Records from a data source
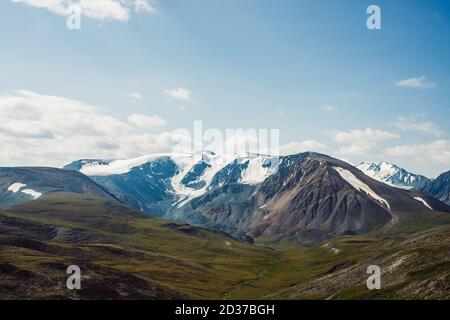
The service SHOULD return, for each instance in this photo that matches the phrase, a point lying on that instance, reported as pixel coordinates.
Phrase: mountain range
(306, 197)
(393, 175)
(204, 226)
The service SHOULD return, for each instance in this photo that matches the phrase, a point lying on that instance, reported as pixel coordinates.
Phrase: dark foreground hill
(126, 255)
(23, 184)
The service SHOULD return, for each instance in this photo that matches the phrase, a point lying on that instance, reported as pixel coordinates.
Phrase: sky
(137, 71)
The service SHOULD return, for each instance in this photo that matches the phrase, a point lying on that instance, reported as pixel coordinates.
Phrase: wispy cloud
(142, 121)
(50, 130)
(361, 142)
(405, 124)
(417, 83)
(329, 108)
(135, 96)
(119, 10)
(435, 151)
(179, 93)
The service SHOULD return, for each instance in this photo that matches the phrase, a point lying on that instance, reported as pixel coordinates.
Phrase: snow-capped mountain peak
(392, 174)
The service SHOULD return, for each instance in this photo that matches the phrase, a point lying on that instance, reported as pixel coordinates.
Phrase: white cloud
(135, 96)
(420, 127)
(179, 93)
(329, 108)
(418, 83)
(142, 121)
(436, 151)
(361, 142)
(49, 130)
(119, 10)
(295, 147)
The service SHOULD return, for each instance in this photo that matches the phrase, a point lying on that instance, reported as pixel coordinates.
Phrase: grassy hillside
(126, 255)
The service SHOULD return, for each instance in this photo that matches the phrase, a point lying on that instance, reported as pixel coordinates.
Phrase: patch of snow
(15, 187)
(186, 162)
(359, 185)
(32, 193)
(424, 202)
(336, 251)
(259, 169)
(118, 166)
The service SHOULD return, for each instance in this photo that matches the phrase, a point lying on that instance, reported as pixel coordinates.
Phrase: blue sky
(309, 68)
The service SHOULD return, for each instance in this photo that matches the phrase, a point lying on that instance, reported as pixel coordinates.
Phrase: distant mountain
(308, 196)
(393, 175)
(439, 188)
(31, 183)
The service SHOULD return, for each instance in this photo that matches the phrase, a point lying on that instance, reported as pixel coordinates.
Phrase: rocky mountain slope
(307, 197)
(439, 188)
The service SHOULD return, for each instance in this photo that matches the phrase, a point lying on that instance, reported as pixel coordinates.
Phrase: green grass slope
(124, 254)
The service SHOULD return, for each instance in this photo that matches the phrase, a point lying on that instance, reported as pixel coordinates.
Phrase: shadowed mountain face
(439, 188)
(310, 198)
(307, 197)
(31, 183)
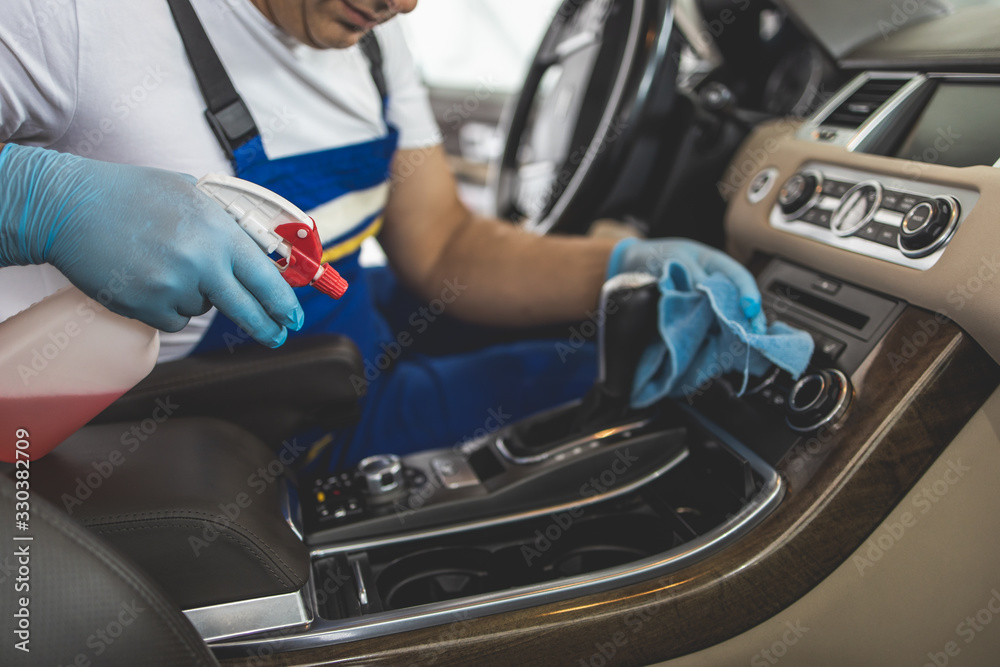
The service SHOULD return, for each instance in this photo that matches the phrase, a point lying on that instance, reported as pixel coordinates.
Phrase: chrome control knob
(383, 474)
(927, 226)
(799, 193)
(818, 399)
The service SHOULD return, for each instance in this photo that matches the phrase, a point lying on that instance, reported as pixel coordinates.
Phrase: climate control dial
(857, 208)
(818, 399)
(799, 193)
(928, 225)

**Task prompt:** Make an exact reproduction of the listing above, without any pictures.

**Problem solution:**
The service SHOULD return, for each instance in this photo that matches the phrase, a point lying on that instance, reported as pixel coordinates.
Phrase: mountain range
(306, 197)
(393, 175)
(204, 226)
The service SHOULD return, for each instance in this photo that matches the phrase, a point lying on that instance, reported as pixel coordinates.
Phrase: dark foreground hill
(126, 255)
(23, 184)
The service SHOULD return, for each instance in this photo that matches the phrase, a point lying on that instance, reported as pixel coordinates.
Phrase: sky
(137, 71)
The service SHOULD return, for each instance in this photo that matches the phrase, a point lying on that instance, reported as pixel coordinates.
Phrase: wispy cloud
(142, 121)
(50, 130)
(361, 142)
(405, 124)
(417, 83)
(329, 108)
(135, 96)
(119, 10)
(435, 151)
(179, 93)
The service SHOULD return, for each instance in this photo that matches the phrase, a point lying on that instance, reported as pixel coordinates.
Phrase: snow-capped mountain peak
(392, 174)
The service SHOULD return, for each instance in this photo that matches the phrase, a point lying on that instance, reported as pixel coordinates.
Phrase: white cloud
(135, 96)
(420, 127)
(179, 93)
(329, 108)
(418, 83)
(142, 121)
(436, 151)
(361, 142)
(49, 130)
(119, 10)
(295, 147)
The service SHOULD return, for each instance in this photo that matches the phrase, a point lying on that instance, reported as pixel coordinates.
Phrase: grassy hillside
(126, 255)
The service SHOULD return, for each instance in this photo that matches the phrase, a point lying on that instance, reported as pixel coordinates.
Phrase: patch of snow
(15, 187)
(186, 162)
(359, 185)
(32, 193)
(424, 202)
(336, 251)
(259, 169)
(118, 166)
The service SHOULD return, for each instance in this photo that matches the phrase, a point lying on that instance, reported as pixel coordinates.
Phrase: blue sky
(309, 68)
The service SHOULD return, for each instance in this photo that matches the phrase, a point lying on that instance, reported as pixel coordinates.
Phrase: distant mountain
(308, 196)
(393, 175)
(439, 188)
(31, 183)
The service SHOULD return, for each instance in this photo that matches the phrase, a point lying on that instance, reported as pixel coordinates.
Phrase: rocky mountain slope
(307, 197)
(439, 188)
The service SHOULD return, for each instance in this photo that matches the phrase, a point lying on that instance, reported as pixel coordinates.
Phrase: green grass slope
(124, 254)
The service SHOULD return, for each instance in this photo that matches the phrase, a point lying on that instance, reported as pixel coordinates.
Phrase: shadowed mountain face
(439, 188)
(310, 198)
(307, 197)
(31, 183)
The service SHOULD return, for each instance in this photo that matches the phrase, a point lying on that instance, reported as pixel coordinates.
Phrase: chrome control knob
(383, 474)
(927, 226)
(799, 193)
(818, 399)
The service SHOULD return, for each instance in this photo that matches the phrase, a point lying on that instance, reported as pixel coordinates.
Phrase: climate control dial
(857, 208)
(818, 399)
(799, 193)
(928, 225)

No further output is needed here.